[START Dataset records]
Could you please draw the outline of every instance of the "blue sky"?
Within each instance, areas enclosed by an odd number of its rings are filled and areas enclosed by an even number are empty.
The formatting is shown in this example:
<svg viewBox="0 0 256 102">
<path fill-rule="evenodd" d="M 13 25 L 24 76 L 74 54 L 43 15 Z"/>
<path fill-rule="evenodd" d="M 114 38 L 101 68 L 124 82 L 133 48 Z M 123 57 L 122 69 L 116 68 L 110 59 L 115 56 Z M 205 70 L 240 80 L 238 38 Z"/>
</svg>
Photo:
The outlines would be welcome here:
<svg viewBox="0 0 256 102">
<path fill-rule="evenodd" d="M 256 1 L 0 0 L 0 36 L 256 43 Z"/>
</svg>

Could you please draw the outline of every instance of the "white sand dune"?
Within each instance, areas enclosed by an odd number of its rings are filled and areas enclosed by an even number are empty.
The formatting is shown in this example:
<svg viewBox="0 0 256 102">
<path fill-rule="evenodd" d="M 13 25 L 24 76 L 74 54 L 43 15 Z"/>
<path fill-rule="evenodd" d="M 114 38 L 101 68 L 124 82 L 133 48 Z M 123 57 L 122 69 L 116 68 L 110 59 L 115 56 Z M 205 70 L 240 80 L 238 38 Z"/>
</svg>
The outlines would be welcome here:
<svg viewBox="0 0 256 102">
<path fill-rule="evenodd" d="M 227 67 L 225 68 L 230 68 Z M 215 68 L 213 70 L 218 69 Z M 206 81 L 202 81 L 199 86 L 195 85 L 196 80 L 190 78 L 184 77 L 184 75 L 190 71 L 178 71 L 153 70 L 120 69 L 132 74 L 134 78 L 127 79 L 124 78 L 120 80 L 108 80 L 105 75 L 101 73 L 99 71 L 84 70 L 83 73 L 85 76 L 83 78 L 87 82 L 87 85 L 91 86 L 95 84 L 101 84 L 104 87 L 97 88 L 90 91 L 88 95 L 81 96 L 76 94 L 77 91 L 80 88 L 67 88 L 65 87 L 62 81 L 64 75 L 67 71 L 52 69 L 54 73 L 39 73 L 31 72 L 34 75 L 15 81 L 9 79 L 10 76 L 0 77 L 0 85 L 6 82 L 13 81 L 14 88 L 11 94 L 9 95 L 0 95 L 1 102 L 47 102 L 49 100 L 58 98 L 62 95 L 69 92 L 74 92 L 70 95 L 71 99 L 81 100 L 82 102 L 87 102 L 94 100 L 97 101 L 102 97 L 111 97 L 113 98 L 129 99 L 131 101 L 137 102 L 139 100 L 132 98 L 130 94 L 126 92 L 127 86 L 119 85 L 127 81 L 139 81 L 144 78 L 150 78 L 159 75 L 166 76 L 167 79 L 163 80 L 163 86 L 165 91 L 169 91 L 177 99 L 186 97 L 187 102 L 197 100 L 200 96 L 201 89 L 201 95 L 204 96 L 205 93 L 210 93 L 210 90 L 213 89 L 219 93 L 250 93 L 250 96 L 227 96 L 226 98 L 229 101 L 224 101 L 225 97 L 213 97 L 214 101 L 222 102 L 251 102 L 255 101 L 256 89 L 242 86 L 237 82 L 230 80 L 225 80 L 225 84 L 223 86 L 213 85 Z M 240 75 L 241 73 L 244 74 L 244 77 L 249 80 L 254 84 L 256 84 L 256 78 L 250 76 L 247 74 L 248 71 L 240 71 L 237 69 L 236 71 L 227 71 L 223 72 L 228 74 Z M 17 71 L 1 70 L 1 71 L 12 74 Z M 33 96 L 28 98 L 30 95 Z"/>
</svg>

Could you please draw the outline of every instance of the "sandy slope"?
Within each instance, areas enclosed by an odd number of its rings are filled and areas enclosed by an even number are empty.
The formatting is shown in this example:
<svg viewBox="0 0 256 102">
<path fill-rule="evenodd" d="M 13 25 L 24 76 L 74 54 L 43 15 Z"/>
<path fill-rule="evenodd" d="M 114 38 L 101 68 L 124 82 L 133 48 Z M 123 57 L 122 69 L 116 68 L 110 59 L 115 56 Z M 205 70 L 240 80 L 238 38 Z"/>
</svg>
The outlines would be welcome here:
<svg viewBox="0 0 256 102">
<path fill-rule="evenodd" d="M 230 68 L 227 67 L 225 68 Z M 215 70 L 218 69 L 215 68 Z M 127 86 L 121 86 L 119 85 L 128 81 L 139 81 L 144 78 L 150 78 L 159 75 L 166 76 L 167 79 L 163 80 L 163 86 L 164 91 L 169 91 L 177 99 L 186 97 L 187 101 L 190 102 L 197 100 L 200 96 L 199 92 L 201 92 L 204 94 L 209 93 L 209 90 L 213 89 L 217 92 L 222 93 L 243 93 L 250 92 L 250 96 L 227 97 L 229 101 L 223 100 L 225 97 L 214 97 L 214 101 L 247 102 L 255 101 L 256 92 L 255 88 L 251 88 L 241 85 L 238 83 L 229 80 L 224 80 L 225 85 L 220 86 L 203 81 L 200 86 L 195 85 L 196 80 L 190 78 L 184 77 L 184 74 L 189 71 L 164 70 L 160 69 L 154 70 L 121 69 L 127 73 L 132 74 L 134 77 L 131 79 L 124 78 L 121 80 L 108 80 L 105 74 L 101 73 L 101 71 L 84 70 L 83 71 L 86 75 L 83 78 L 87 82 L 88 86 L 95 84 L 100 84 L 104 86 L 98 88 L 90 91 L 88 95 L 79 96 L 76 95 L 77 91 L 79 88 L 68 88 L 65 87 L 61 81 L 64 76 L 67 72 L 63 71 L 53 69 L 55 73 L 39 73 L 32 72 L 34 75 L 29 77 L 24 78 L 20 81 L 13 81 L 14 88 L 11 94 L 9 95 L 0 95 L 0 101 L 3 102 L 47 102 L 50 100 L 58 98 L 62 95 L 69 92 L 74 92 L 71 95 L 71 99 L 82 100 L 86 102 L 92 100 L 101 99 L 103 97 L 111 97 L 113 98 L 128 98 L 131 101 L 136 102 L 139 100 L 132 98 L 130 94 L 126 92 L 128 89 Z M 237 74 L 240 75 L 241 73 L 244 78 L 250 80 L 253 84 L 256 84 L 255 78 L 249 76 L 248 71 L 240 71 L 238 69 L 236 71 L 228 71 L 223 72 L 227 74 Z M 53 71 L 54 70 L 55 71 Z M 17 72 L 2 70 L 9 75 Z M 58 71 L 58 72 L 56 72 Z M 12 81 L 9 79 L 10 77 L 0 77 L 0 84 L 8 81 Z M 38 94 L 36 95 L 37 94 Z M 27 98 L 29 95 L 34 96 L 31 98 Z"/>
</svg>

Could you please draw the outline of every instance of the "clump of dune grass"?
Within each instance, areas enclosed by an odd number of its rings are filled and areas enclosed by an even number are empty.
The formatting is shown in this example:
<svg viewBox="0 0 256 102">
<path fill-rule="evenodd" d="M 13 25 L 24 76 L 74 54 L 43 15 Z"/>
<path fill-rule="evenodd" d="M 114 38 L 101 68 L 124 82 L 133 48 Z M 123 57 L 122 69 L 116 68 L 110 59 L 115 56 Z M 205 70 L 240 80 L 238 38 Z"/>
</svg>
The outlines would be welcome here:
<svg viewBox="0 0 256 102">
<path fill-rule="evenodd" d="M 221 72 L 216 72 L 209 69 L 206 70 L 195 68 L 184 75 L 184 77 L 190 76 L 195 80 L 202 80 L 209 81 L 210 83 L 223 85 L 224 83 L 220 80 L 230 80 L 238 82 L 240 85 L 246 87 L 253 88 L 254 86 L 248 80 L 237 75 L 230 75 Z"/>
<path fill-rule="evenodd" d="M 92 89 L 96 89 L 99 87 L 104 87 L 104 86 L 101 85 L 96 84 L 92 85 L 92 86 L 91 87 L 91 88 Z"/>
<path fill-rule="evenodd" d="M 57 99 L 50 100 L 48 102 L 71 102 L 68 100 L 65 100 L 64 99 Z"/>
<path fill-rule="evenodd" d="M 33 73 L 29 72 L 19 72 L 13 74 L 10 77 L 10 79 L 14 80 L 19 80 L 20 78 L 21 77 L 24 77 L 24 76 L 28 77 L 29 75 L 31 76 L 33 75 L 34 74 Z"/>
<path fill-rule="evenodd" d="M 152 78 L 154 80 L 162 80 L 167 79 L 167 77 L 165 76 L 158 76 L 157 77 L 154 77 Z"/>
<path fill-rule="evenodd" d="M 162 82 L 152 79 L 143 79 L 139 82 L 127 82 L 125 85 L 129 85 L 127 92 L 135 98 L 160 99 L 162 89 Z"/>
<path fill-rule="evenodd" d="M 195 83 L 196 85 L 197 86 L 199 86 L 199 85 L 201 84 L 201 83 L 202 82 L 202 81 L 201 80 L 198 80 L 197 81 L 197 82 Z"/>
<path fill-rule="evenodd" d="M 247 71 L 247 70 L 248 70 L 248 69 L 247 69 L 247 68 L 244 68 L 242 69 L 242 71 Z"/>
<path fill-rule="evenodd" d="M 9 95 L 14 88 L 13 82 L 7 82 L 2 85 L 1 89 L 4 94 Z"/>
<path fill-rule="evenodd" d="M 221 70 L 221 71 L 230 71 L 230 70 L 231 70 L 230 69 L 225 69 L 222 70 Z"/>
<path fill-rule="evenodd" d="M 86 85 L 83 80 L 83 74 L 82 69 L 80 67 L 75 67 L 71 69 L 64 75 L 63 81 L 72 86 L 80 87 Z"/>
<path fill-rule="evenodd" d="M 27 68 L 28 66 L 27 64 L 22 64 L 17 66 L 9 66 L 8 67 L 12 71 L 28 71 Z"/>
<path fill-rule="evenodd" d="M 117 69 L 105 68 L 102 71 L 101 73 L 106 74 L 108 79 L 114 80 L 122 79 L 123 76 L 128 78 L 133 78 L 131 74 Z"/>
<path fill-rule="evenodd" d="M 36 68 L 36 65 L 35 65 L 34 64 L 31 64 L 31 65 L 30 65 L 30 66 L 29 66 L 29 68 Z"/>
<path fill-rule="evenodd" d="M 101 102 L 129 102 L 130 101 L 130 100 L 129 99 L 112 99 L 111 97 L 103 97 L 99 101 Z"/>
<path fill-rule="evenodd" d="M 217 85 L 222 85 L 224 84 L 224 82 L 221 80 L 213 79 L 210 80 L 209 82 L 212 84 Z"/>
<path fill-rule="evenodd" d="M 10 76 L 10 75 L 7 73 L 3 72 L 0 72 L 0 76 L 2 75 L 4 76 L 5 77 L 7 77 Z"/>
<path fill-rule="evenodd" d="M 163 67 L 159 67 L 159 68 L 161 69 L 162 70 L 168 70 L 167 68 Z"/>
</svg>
[END Dataset records]
[START Dataset records]
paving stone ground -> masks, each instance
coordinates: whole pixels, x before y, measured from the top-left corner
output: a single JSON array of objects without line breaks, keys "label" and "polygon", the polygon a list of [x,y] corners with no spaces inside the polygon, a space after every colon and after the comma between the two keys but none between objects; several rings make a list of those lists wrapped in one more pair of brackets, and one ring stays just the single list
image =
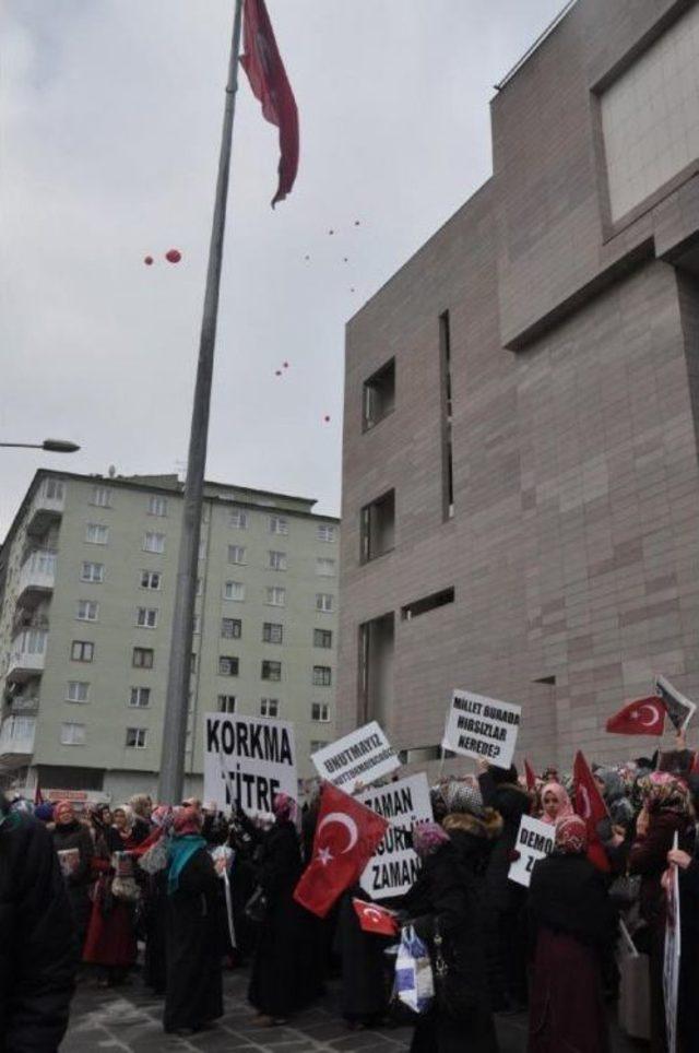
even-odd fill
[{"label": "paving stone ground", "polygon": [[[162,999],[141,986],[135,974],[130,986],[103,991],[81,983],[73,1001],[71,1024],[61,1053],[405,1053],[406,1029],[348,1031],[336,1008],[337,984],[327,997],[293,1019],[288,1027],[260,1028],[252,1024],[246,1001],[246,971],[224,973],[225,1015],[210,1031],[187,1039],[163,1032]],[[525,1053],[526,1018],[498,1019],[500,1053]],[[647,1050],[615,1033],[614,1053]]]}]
[END Dataset records]
> **Task details**:
Repeat the lines of the listing from the line with "paving stone ground -> masks, each instance" up to and including the line with "coordinates: whole pixels, x".

> **Expected output**:
paving stone ground -> masks, each instance
coordinates: whole pixels, x before y, measured from the top-left corner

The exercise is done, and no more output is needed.